> **DATA SHOWN**
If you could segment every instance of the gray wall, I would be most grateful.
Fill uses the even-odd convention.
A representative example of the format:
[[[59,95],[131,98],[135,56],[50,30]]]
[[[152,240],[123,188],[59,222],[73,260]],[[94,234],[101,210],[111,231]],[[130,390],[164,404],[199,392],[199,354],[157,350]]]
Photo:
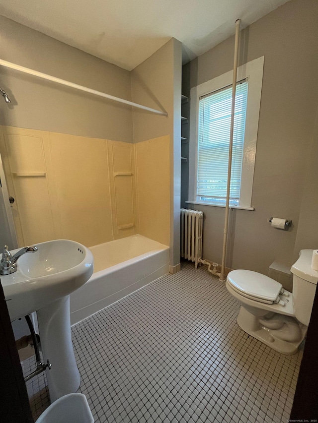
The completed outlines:
[[[130,72],[0,16],[4,60],[116,97],[131,98]],[[0,123],[132,142],[131,108],[0,66]]]
[[[315,176],[317,180],[317,135],[313,144],[318,104],[318,18],[317,0],[291,0],[241,32],[239,65],[263,56],[265,59],[252,198],[255,211],[230,213],[227,266],[232,268],[267,274],[274,260],[291,262],[298,248],[318,247],[317,230],[312,231],[315,224],[317,228],[318,198],[313,181]],[[189,72],[186,68],[183,73],[190,73],[190,87],[232,69],[234,45],[231,37],[187,65]],[[205,215],[204,258],[220,263],[224,209],[190,207]],[[272,228],[270,216],[292,219],[292,230]],[[297,234],[299,224],[303,236]]]

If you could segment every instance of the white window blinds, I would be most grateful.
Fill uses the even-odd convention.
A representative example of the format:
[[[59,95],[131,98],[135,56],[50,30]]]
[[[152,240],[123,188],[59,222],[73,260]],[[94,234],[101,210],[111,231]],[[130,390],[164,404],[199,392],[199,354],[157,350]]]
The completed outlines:
[[[230,204],[239,203],[248,80],[238,83]],[[225,204],[226,200],[232,85],[200,98],[197,201]]]

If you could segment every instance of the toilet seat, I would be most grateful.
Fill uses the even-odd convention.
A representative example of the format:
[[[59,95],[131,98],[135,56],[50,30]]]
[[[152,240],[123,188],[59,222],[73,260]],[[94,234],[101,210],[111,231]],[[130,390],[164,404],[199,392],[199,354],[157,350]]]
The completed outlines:
[[[228,275],[227,280],[238,294],[266,304],[279,302],[279,295],[284,291],[281,284],[251,270],[232,270]]]

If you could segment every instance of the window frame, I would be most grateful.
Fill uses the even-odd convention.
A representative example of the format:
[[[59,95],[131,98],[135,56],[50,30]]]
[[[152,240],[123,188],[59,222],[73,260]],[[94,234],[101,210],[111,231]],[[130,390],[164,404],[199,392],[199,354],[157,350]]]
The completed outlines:
[[[253,180],[255,168],[258,120],[263,80],[264,56],[249,61],[238,68],[238,81],[248,78],[248,88],[244,137],[243,162],[238,206],[232,208],[254,210],[251,207]],[[222,204],[197,201],[198,170],[198,138],[199,102],[200,97],[231,85],[233,71],[231,70],[204,82],[191,89],[190,92],[190,139],[189,154],[189,200],[187,203],[214,207],[224,207]]]

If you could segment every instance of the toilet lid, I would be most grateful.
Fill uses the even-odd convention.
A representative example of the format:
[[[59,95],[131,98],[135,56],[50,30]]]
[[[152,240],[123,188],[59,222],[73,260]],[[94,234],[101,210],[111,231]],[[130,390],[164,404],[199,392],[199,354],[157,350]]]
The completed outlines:
[[[255,298],[256,301],[274,302],[283,288],[281,284],[274,279],[251,270],[232,270],[227,279],[235,291]]]

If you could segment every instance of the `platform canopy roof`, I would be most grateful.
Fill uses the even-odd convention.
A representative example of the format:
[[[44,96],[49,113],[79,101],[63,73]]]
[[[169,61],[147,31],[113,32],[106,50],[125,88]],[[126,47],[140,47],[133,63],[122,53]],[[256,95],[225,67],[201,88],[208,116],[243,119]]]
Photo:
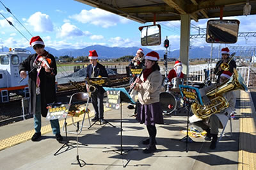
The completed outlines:
[[[145,23],[154,21],[180,20],[180,15],[189,14],[198,21],[202,18],[243,15],[243,8],[248,1],[251,15],[256,14],[256,1],[248,0],[76,0],[88,5]]]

> **GIVEN REQUEST**
Write out all the entries word for word, but skip any images.

> **EXERCISE RESPONSE**
If you could segment every instance of the gray wall, I would be most grateful.
Fill uses the even-odd convention.
A representative example of the format:
[[[59,95],[131,98],[135,56],[50,30]]]
[[[152,240],[123,188],[59,222],[73,260]],[[94,234],[101,210],[111,231]],[[130,390],[164,404],[199,392],[199,354],[157,350]]]
Photo:
The completed outlines:
[[[130,72],[0,16],[4,60],[116,97],[131,98]],[[0,123],[132,142],[131,108],[0,66]]]
[[[315,176],[317,180],[317,135],[313,144],[318,104],[318,18],[317,0],[291,0],[241,32],[239,65],[263,56],[265,59],[252,198],[255,211],[230,213],[227,266],[232,268],[267,274],[274,260],[291,262],[298,248],[318,247],[317,230],[312,231],[315,224],[317,228],[318,198],[313,181]],[[189,72],[186,68],[183,73],[190,73],[190,87],[232,69],[234,45],[231,37],[187,65]],[[205,215],[204,258],[220,263],[224,209],[190,207]],[[272,228],[270,216],[292,219],[292,230]],[[297,234],[299,224],[303,236]]]

If you could segment every instance of the white window blinds, I would be most grateful.
Fill uses the even-odd convention.
A representative example of the format:
[[[59,95],[131,98],[135,56],[50,30]]]
[[[152,240],[123,188],[59,222],[73,260]],[[94,234],[101,210],[111,231]],[[130,390],[164,404],[199,392],[199,354],[157,350]]]
The completed outlines:
[[[230,204],[239,203],[248,80],[238,83]],[[225,204],[226,200],[232,85],[200,98],[197,201]]]

If you could segment every instance of the toilet seat, I would be most grateful.
Fill uses the even-odd convention.
A representative example of the format:
[[[59,95],[131,98],[135,56],[50,30]]]
[[[152,240],[123,188],[59,222],[73,260]],[[94,234],[101,210],[111,231]],[[130,390],[164,404],[199,392],[199,354],[157,350]]]
The completed outlines:
[[[228,275],[227,280],[238,294],[266,304],[279,302],[279,295],[284,291],[281,284],[251,270],[232,270]]]

If you could segment every instance of the window frame, I would be most grateful.
Fill uses the even-odd convention.
A representative example of the format:
[[[59,95],[131,98],[135,56],[50,30]]]
[[[152,240],[123,188],[59,222],[73,260]],[[94,234],[101,210],[111,231]],[[130,390],[164,404],[199,392],[199,354],[157,350]]]
The completed outlines:
[[[253,180],[255,168],[258,120],[263,80],[264,56],[249,61],[238,68],[238,81],[248,78],[248,88],[244,137],[243,162],[238,206],[232,208],[254,210],[251,207]],[[222,204],[197,201],[198,170],[198,138],[199,102],[200,97],[231,85],[233,71],[231,70],[204,82],[191,89],[190,92],[190,139],[189,154],[189,200],[187,203],[214,207],[224,207]]]

If you could segment every instance of the toilet lid, I would be most grateful.
Fill uses the even-odd convention.
A representative example of the format:
[[[59,95],[131,98],[135,56],[50,30]]]
[[[152,240],[123,188],[59,222],[73,260]],[[94,234],[101,210],[111,231]],[[130,390],[164,404],[199,392],[199,354],[157,350]]]
The completed outlines:
[[[255,298],[256,301],[274,302],[283,288],[281,284],[274,279],[251,270],[232,270],[227,279],[235,291]]]

If you could segment every instance of the `platform canopy roof`, I would be most grateful.
Fill uses the even-odd convention.
A representative example of the format:
[[[44,96],[49,113],[79,101],[63,73]]]
[[[169,61],[147,31],[113,32],[106,50],[125,88]],[[126,47],[140,47],[133,63],[122,53]],[[256,95],[225,67],[201,88],[208,116],[243,119]]]
Photo:
The completed outlines:
[[[145,23],[154,21],[180,20],[180,15],[189,14],[198,21],[202,18],[243,15],[243,8],[248,1],[251,15],[256,14],[256,1],[248,0],[76,0],[88,5]]]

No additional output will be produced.